▼

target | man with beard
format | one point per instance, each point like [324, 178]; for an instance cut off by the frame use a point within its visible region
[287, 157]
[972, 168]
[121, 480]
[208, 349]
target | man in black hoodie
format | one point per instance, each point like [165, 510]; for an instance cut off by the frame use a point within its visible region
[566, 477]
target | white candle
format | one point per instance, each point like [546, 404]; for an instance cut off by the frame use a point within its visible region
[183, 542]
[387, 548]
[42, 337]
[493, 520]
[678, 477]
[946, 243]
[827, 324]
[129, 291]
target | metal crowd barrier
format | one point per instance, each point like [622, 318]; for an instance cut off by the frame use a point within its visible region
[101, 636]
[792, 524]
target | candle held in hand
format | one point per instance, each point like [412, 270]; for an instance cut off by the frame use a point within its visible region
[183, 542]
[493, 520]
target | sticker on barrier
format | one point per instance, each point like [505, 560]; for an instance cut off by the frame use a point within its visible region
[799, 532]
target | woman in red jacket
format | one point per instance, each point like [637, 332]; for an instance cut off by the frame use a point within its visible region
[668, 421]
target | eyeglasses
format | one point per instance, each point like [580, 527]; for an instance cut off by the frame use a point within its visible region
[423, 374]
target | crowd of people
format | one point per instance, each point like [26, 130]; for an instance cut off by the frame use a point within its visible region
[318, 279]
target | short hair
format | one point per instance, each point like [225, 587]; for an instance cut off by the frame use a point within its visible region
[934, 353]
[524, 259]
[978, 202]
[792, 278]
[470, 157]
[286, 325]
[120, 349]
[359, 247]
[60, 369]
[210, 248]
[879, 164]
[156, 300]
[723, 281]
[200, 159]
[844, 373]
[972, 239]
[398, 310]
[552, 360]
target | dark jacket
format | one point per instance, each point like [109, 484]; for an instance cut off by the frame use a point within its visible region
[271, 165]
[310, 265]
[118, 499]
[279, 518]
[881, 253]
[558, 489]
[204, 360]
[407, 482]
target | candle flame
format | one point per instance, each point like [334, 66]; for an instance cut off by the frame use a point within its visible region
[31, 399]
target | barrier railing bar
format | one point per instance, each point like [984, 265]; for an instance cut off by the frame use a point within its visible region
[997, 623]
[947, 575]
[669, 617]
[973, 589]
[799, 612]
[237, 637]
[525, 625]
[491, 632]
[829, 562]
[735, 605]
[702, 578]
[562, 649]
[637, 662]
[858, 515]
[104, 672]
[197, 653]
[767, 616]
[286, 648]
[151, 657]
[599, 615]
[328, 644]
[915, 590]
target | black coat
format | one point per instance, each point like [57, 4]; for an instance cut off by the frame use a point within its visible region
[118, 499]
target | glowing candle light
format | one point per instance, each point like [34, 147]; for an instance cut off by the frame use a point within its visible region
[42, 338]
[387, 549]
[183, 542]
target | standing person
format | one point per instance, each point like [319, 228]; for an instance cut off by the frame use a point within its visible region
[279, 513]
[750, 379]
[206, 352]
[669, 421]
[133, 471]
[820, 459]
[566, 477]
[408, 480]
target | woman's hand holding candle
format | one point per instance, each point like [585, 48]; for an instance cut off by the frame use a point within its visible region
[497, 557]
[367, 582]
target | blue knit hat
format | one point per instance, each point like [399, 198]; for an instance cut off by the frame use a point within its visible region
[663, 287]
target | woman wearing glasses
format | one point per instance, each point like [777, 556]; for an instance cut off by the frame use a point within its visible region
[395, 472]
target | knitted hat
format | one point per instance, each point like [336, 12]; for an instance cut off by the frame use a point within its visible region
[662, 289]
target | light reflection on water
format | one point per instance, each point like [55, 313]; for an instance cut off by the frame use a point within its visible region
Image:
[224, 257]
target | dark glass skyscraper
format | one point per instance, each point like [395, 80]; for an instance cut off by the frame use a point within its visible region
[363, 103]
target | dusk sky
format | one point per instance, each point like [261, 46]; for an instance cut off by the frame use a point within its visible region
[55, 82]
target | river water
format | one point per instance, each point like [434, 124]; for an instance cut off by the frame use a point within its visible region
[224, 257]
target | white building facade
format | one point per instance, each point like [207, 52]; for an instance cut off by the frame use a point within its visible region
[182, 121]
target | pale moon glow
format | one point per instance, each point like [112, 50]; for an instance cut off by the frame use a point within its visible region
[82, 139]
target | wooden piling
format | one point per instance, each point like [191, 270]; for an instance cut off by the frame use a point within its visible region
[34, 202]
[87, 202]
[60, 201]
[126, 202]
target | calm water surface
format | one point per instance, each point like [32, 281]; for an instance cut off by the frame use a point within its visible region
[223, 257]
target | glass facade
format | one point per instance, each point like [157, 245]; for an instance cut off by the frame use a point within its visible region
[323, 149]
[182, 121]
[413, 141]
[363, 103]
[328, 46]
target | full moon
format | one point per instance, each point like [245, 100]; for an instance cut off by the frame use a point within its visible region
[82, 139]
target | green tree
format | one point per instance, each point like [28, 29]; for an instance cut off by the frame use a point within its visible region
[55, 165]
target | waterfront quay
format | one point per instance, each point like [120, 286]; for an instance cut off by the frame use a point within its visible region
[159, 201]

▲

▸ Problem details: Print the material once more, exactly.

▸ Result:
target | man with beard
format | one point per instance, each point like [324, 178]; for an instance cut off by the frame use a point within its visible region
[287, 157]
[972, 168]
[121, 480]
[208, 349]
target | man in black hoodie
format | one point per instance, each point like [165, 510]; for an instance cut off by the frame use a point within its visible region
[566, 477]
target | white candle
format | one point per instance, each point like [546, 404]; for an instance cut off by the frame use a point within its visible region
[183, 542]
[387, 548]
[42, 337]
[493, 520]
[678, 477]
[946, 243]
[827, 324]
[129, 291]
target | metal crowd barrier
format | one point per instance, each point like [622, 318]; for an instance cut off by the frame use a point within its visible region
[101, 636]
[792, 524]
target | candle held in hand
format | one point per instance, each point like [412, 270]; for an instance cut off by the frame use a point within its visible region
[183, 542]
[493, 520]
target | sticker on barrier
format | one point per instance, each point like [505, 560]; for an instance cut off by the frame use a point within its visible region
[799, 532]
target | woman in red jacket
format | one point per instance, each point like [637, 332]; for an instance cut off by the frame use a point within its visible region
[668, 421]
target | eyeglasses
format | one point per instance, each point like [580, 527]; for an instance cut off by the frame use a point within its visible region
[423, 374]
target | crowd of people
format | one point per instance, each point like [26, 130]; for an instance cut off by the frame use a point within its visible region
[318, 279]
target | short hair
format | one point per instance, each point like [225, 587]; for an instance cut off by the frame use a point within its visible region
[934, 353]
[524, 259]
[978, 202]
[792, 278]
[470, 157]
[286, 325]
[120, 349]
[359, 247]
[60, 369]
[210, 248]
[879, 164]
[156, 300]
[723, 281]
[200, 159]
[844, 373]
[972, 239]
[398, 310]
[552, 360]
target | dark jacket
format | one point per instance, each point like [109, 484]; for an instance cut off by the frame use a point within its visible region
[271, 165]
[310, 265]
[118, 499]
[279, 518]
[881, 253]
[558, 489]
[204, 360]
[407, 482]
target | candle flame
format | one point per instance, each point like [334, 66]; for an instance cut off by the frame use a point within its visible region
[31, 399]
target | barrier railing bar
format | one point per instance, each point like [984, 265]; for an instance cut off by the frame use a point within its visible region
[997, 623]
[947, 575]
[669, 617]
[973, 589]
[799, 612]
[237, 637]
[525, 625]
[491, 632]
[829, 562]
[735, 605]
[702, 578]
[562, 649]
[637, 662]
[858, 515]
[104, 672]
[197, 653]
[767, 616]
[286, 648]
[151, 657]
[599, 615]
[328, 644]
[915, 590]
target | black coat
format | one point per instance, each point like [57, 4]; for an instance cut off by the frame use a point within its visible region
[118, 499]
target | glowing candle light
format | one point per instance, each point like [34, 147]; for an instance cut off by the frame use a point within its visible region
[42, 338]
[387, 549]
[183, 542]
target | standing person
format | one point per instance, each point like [319, 228]; for an instance cut off by the frame use a point within its visible region
[279, 513]
[750, 379]
[206, 352]
[669, 421]
[133, 471]
[820, 459]
[566, 477]
[408, 480]
target | woman's hand holding candle
format | one point per instance, each point like [585, 48]; for an instance cut off by the frame use a point within its visible region
[497, 557]
[367, 582]
target | blue knit hat
format | one point per instance, each point like [399, 198]; for an instance cut off by the frame use a point within its visible region
[663, 287]
target | woman wearing glasses
format | one point per instance, each point like [777, 556]; for an instance cut off by the frame use a point within its visible region
[395, 472]
target | knitted hat
format | one point per instance, each point like [336, 12]; for an instance cut off by the frame use a point within its visible region
[662, 289]
target | light reflection on water
format | one point per instance, each point like [55, 313]; for an instance cut off by the frame use a point within its visible region
Image:
[224, 257]
target | dark glass skyscraper
format | one point per instance, each point like [395, 80]; for an instance cut off by the frame use a point within its visible region
[363, 103]
target | dusk sky
format | one point per instance, each point like [261, 46]; for an instance cut off by the frame use a point within its visible region
[55, 82]
target | river water
format | one point per instance, each point like [434, 124]; for an instance cut off by the frame use a point within its visible region
[224, 257]
target | white building facade
format | one point per instance, each point like [207, 52]; for an instance cut off by the frame use a point within its visible region
[182, 121]
target | pale moon glow
format | one point per instance, each point like [112, 50]; for an instance cut off by the frame use a point within its visible region
[82, 139]
target | wooden piling
format | one point per instance, each point like [191, 270]; for an instance cut off by the frame use a point within its visible region
[34, 202]
[87, 202]
[60, 201]
[126, 202]
target | calm water surface
format | one point per instance, each point like [32, 281]; for an instance cut off by the frame use a point within its visible region
[223, 257]
target | glass facade
format | one point per instance, each point like [157, 245]; for an instance cut off by the frame use a point within its visible region
[323, 149]
[182, 121]
[413, 141]
[363, 103]
[328, 46]
target | full moon
format | one point per instance, each point like [245, 100]; for an instance cut off by the frame use a point within its visible region
[82, 139]
target | green tree
format | one point per instance, each point like [28, 29]; for an instance cut off by the frame use a point within its visible region
[55, 165]
target | waterfront quay
format | one point per instance, each point like [120, 286]; for an instance cut off by the frame use a point within its visible region
[159, 201]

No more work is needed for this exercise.